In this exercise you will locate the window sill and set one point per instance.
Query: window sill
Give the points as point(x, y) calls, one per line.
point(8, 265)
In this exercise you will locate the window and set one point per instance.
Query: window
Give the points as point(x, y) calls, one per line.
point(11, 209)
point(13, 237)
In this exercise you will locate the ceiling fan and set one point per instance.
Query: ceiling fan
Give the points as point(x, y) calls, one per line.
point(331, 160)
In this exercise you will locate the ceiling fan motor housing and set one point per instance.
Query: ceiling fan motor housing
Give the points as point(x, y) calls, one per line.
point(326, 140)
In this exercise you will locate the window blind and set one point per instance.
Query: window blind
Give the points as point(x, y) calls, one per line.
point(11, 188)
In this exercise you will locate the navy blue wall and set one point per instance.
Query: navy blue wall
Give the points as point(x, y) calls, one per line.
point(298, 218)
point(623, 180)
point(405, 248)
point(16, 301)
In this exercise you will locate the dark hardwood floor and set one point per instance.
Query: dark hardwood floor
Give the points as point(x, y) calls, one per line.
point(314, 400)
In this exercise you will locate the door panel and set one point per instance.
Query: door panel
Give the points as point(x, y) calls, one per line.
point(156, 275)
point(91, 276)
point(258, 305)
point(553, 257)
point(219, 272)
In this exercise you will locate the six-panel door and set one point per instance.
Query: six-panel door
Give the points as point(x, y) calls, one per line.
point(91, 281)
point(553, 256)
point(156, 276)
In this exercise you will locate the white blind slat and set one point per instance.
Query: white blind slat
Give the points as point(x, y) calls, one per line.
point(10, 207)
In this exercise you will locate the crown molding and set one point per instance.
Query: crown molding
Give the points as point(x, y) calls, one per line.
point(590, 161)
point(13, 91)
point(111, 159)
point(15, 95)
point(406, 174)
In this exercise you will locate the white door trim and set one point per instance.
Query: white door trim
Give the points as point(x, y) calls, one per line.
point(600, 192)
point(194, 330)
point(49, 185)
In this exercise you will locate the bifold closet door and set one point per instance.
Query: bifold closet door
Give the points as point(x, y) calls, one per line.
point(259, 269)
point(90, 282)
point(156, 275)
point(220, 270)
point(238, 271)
____________
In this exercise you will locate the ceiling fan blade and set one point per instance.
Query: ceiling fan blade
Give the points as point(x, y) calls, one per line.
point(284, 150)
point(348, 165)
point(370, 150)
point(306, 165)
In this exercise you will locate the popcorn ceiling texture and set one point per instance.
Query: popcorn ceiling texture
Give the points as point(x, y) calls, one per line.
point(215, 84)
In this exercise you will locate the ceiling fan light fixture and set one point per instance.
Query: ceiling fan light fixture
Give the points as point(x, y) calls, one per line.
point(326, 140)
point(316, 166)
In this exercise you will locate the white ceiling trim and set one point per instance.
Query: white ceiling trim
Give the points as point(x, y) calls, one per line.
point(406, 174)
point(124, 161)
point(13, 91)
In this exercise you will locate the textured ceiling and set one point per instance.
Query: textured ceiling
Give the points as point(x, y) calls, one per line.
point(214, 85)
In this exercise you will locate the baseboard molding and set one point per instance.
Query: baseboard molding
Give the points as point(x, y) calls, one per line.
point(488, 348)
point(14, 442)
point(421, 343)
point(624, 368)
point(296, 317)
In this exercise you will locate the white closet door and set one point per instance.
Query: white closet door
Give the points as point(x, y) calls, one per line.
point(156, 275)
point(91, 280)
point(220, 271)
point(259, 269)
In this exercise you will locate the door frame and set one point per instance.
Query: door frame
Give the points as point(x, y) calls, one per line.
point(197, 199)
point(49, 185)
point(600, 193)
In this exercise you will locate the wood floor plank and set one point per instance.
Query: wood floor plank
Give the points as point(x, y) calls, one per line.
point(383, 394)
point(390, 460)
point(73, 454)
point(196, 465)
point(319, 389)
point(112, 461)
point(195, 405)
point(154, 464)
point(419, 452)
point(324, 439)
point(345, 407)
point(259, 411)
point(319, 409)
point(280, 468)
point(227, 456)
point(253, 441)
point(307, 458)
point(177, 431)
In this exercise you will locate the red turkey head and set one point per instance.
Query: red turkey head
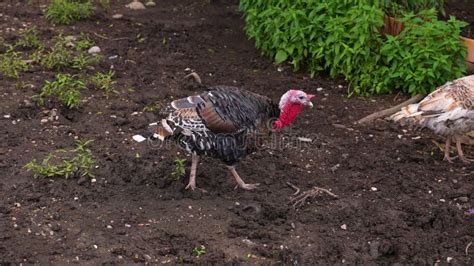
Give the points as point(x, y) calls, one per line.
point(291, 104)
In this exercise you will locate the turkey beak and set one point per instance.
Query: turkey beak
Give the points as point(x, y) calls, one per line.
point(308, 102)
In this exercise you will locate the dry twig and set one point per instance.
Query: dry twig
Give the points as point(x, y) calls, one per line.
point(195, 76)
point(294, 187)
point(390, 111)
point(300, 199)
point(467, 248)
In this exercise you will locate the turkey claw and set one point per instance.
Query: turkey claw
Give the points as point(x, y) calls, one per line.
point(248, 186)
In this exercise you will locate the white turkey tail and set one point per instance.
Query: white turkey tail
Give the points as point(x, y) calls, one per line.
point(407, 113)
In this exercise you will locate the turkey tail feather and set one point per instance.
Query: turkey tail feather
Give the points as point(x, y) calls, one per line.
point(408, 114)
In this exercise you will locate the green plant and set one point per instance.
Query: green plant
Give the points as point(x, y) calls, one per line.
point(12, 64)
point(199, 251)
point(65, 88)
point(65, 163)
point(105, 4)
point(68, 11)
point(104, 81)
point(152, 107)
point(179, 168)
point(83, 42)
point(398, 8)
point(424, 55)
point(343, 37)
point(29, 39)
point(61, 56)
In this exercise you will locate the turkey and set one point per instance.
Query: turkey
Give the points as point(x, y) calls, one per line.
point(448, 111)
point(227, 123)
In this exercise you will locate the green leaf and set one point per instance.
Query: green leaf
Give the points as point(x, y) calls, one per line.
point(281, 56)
____________
Begin at the line that has "In this exercise you will locate the window and" and stop after the line that has "point(331, 160)", giving only those lines again with "ceiling fan" replaced by "overhead fan" and nothing else changed.

In this exercise you will locate the window and set one point per instance.
Query: window
Give the points as point(x, y) calls, one per line.
point(11, 209)
point(13, 237)
In this exercise you will locate the overhead fan and set one point per instance.
Query: overhead fan
Give the points as point(x, y) calls, one per line.
point(331, 160)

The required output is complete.